**PROVIDED TEXT**
*** Block opens ***

- Born: September 27, 1925 Philadelphia, Pennsylvania
- Died: November 20, 2009 (aged 84) Fairfax County, Virginia
- Spouse: Zelda Loigman Shubin

= Lester Shubin =

American research chemist (1925–2009)

Lester D. Shubin (September 27, 1925 – November 20, 2009) was an American research chemist who developed Kevlar for the use in ballistic vests. Kevlar's use in ballistic vests was later expanded for use in all types of personal armor.

==Life==
Shubin was born in Philadelphia, Pennsylvania, and graduated from South Philadelphia High School in 1943. He served in the U.S. Army within France and Germany during World War II. He was among the troops that liberated the Dachau concentration camp. "He didn't talk about it until the last few years," his son Harry Shubin said. "It completely changed his life. He didn't follow rules if they didn't make sense to him. And he'd explain his thinking to you, and by the time he was done, you agreed."

*** Block closes ***

Write out the part of the Lester Shubin biography between "American research chemist (1925–2009)" and "of personal armor.", inclusive, without changing a word. The rows aren't needed for any of this.

Stored data entries

*** Block opens ***

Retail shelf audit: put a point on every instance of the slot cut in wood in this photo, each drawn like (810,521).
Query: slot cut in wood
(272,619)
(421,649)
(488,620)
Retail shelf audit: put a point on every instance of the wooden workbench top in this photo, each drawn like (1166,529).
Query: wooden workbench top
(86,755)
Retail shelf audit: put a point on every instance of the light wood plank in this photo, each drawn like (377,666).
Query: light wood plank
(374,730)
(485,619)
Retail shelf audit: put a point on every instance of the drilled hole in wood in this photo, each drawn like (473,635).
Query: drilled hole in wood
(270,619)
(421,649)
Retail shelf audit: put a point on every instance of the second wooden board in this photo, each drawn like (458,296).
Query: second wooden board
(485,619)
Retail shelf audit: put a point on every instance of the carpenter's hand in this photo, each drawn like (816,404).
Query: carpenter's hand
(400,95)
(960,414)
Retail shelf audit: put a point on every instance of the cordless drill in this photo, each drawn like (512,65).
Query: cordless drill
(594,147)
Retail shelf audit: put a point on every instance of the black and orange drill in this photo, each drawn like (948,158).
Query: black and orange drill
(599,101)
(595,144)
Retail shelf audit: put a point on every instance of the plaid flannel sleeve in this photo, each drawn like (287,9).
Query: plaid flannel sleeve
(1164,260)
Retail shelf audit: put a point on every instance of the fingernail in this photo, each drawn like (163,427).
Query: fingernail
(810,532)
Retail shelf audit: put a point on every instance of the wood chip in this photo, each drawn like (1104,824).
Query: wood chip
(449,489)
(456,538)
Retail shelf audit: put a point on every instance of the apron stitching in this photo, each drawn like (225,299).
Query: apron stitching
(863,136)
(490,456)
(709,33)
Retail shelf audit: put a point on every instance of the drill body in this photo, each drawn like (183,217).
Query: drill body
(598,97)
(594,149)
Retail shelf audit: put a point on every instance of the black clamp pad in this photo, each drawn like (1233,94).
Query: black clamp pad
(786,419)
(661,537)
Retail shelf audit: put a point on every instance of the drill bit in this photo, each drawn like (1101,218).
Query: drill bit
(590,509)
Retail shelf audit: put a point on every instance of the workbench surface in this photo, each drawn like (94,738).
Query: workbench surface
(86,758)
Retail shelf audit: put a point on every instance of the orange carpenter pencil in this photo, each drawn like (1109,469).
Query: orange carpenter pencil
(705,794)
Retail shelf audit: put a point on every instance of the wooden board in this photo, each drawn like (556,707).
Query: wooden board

*** Block closes ***

**COMPLETED EXERCISE**
American research chemist (1925–2009)

Lester D. Shubin (September 27, 1925 – November 20, 2009) was an American research chemist who developed Kevlar for the use in ballistic vests. Kevlar's use in ballistic vests was later expanded for use in all types of personal armor.